Texto de apoio:
# # #

Edição luxuosa da obra de Visconti tem DVD só de
extras
TIAGO MATA MACHADO
CRÍTICO DA FOLHA
Em edição de luxo, lançada
pela Versátil, "O Leopardo" chega finalmente ao Brasil em sua versão
original italiana (de 185 minutos, 20 minutos mais longa que a versão da
Fox, que circulava até então). Nela, o clássico de Luchino Visconti
retoma suas cores originais (mais crepusculares do que as da edição
americana), restauradas pelas mãos habilidosas de Giuseppe Rotunno,
diretor de fotografia do filme.
Em entrevista que vem de
bônus, um minucioso Rotunno explica todo o processo de restauração do
filme. Além dessa aula particular e de vasto material de arquivo, os
extras do lançamento, que compõem um DVD à parte, trazem entrevistas com
o produtor Gofredo Lombardo e as estrelas (Alain Delon, Claudia
Cardinale) remanescentes da produção. Lombardo nos conta como teve de
mentir para fazer com que Visconti aceitasse Burt Lancaster como
protagonista do filme.
No material de arquivo,
encontramos duas imagens que provam o quão bem-sucedidas foram as
artimanhas de Lombardo: Lancaster, o astro hollywoodiano que desembarca
de um avião estampando seu famoso sorriso de gato de Alice e um grande
topete no início da produção, reaparece bem diferente, nos bastidores da
filmagem, ao lado de Visconti e igualzinho a ele: de óculos escuros e
cigarrilha, taciturno e elegante.
Lancaster, como chegou a
confessar, mimetizou Visconti (a começar pelas sobrancelhas) para
interpretar o príncipe de Salina, dom Fabrizio, herói do romance
homônimo de Tomasi di Lampedusa, ele próprio um príncipe decadente.
Muito porque Visconti, como se sabe, era também de linhagem nobre, um
esteta aristocrata, mas comunista, contradição que se resolve,
sublimemente, em "O Leopardo".

# # #

Um bloco de dados:
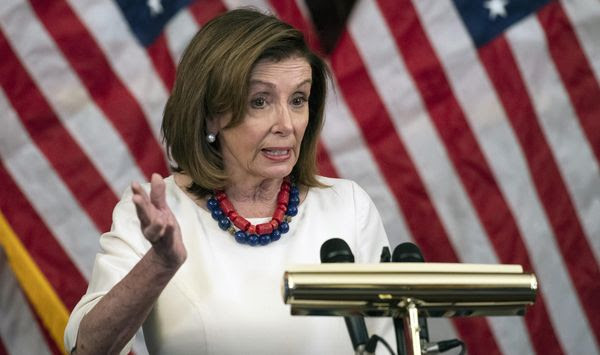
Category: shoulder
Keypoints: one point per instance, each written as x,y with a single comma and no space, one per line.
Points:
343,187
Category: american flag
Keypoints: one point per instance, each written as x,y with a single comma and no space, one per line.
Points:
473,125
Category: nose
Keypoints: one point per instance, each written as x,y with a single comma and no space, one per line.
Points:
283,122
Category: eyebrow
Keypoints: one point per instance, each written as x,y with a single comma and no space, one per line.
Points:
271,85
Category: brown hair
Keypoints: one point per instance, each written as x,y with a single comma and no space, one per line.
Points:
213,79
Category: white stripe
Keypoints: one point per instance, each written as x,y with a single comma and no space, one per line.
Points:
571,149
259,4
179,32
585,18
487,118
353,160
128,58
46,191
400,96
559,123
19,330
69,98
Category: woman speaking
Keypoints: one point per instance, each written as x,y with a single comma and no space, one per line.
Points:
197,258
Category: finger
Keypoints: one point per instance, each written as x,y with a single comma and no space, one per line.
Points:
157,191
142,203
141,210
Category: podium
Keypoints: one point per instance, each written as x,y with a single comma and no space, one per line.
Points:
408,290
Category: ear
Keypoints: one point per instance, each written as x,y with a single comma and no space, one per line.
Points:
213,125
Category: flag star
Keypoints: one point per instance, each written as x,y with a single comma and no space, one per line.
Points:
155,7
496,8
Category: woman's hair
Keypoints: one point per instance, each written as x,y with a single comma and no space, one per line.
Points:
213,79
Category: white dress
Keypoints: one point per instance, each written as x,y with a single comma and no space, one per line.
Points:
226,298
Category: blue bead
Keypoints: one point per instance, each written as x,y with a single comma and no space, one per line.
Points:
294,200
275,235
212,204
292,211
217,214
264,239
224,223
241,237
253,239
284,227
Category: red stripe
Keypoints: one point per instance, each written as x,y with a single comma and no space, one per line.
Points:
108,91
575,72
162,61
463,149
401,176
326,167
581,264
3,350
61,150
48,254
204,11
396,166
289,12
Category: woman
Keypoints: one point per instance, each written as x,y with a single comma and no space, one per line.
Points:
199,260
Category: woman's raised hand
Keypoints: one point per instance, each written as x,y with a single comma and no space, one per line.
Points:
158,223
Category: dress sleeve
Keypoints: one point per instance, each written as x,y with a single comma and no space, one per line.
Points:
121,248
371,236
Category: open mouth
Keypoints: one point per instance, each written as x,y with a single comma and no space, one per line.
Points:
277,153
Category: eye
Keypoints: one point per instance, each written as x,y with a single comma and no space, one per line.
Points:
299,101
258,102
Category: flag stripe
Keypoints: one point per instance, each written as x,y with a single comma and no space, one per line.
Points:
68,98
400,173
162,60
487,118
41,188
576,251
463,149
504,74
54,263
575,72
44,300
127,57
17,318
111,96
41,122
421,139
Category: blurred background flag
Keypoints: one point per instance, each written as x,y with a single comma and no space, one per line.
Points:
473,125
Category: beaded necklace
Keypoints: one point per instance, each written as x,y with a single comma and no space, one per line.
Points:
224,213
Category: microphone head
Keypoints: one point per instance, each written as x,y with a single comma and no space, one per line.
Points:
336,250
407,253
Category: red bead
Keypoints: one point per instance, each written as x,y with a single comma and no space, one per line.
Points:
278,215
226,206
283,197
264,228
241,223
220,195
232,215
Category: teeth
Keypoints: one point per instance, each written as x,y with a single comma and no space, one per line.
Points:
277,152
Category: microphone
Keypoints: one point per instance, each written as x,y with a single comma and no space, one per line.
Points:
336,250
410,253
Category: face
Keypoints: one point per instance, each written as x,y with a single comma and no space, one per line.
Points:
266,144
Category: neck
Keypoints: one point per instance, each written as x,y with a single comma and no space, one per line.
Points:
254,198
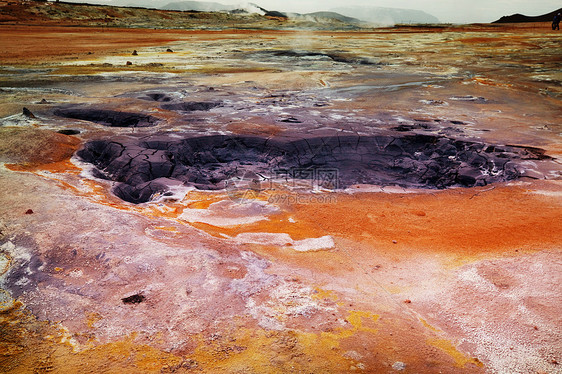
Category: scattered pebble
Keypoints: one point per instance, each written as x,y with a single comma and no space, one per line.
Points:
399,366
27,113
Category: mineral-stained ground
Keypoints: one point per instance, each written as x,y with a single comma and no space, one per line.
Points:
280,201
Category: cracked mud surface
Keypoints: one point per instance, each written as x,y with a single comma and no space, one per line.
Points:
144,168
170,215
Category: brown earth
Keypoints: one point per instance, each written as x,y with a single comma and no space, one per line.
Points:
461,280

# # #

O que fazer:
1 - Na crítica sobre a edição de "O Leopardo", quem restaurou as cores originais do filme?
2 - Altere um trecho da crítica sobre "O Leopardo": comece nas palavras "Lancaster, como chegou" e pare depois de "um príncipe decadente.", trocando "sobrancelhas" por "mãos".
3 - Dê continuidade à crítica sobre a edição de "O Leopardo" a partir do ponto em que ela termina.

Respostas do exercício:
1 - Giuseppe Rotunno, diretor de fotografia do filme.

2 -
Lancaster, como chegou a
confessar, mimetizou Visconti (a começar pelas mãos) para
interpretar o príncipe de Salina, dom Fabrizio, herói do romance
homônimo de Tomasi di Lampedusa, ele próprio um príncipe decadente.

3 -
História
Na Sicília de 1861, a
revolução garibaldina chega anunciando a unificação da Itália e o fim,
para a aristocracia local, de toda uma era. Sobrinho dileto de dom
Fabrizio, Tancredi (Alain Delon) se engaja espertamente na revolução,
legando ao tio o lema: "É preciso mudar para que tudo continue como
está". Legado que cabe, hoje, a todo o século 20 e suas revoluções, mas
que Visconti aplicava, mais especificamente, à Itália de sua época, em
que a ascensão de um governo de centro-esquerda não garantira a mudança
das relações sociais.
"O mal histórico italiano",
dizia ele, "se chama transformismo". Em "O Leopardo", a consciência
histórica de Visconti passa pela sensibilidade e o desencanto (meio
tchekhovianos) de dom Fabrizio. Isto é, por sua índole aristocrática.
Pelos olhos de dom Fabrizio, testemunha ocular da decadência de sua
classe, Visconti faz o inventário cenográfico da aristocracia:
palacetes, roupas, móveis, modas. Visconti, o esteta, nunca deixa de
buscar no belo a transcendência de suas imagens.
O inventário comprova que,
partindo de Lampedusa, Visconti queria chegar a Proust. Daí a
importância da seqüência final do baile (que Visconti levou quatro
semanas para executar), seqüência em que dom Fabrizio, em busca do tempo
perdido, chega à plena compreensão deste que é o sentimento mais
recorrente nos filmes de Visconti, a sensação de que já é tarde demais.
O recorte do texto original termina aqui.